Top of PAGE TEXT

Santa Ynez Valley Union High School hopes to have a new football field completed by the end of the week.
Football season is still up in the air, but at least Santa Ynez High’s stadium is about ready for kickoff.
The installation of a new, synthetic playing surface was expected to be completed by the end of this week, school officials said on Wednesday.
“It was originally going to be 18 days of actual construction, so we thought it would carry further into July,” said Scott Cory, superintendent of the Santa Ynez Valley Union High School District. “They didn’t run into any unforeseen situations. We’re in really good shape right now.”
The replacement surface, complete with a giant Pirate logo at midfield, has been drawing rave reviews from Santa Ynez’s student-athletes.

“The guys have been checking it out and they’re really stoked,” football coach Josh McClurg said. “It’s looking really nice.”
The $720,000 project entered a fast track this spring after the condition of the current surface was deemed unsafe.
“We were able to run a pretty good vetting process of vendors and still allow for an appropriate amount of installation time before the season could get underway,” Mr. Cory said.
The board of directors for the Santa Ynez Valley Union High School District voted 4-1 to approve the contract with Asphalt Fabric and Engineering, Inc. during a special meeting on March 26.

Bottom of PAGE TEXT
Top of DATASET CONTENT

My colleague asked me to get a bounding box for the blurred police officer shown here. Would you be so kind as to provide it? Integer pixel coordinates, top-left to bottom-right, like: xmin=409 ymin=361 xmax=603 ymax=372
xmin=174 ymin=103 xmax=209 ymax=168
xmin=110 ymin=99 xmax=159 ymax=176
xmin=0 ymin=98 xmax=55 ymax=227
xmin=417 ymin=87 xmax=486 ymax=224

Bottom of DATASET CONTENT

Quote the football field article word for word, starting with "The replacement surface, complete" and going on through "was deemed unsafe.".

ANSWER FOR THIS EXERCISE.
The replacement surface, complete with a giant Pirate logo at midfield, has been drawing rave reviews from Santa Ynez’s student-athletes.

“The guys have been checking it out and they’re really stoked,” football coach Josh McClurg said. “It’s looking really nice.”
The $720,000 project entered a fast track this spring after the condition of the current surface was deemed unsafe.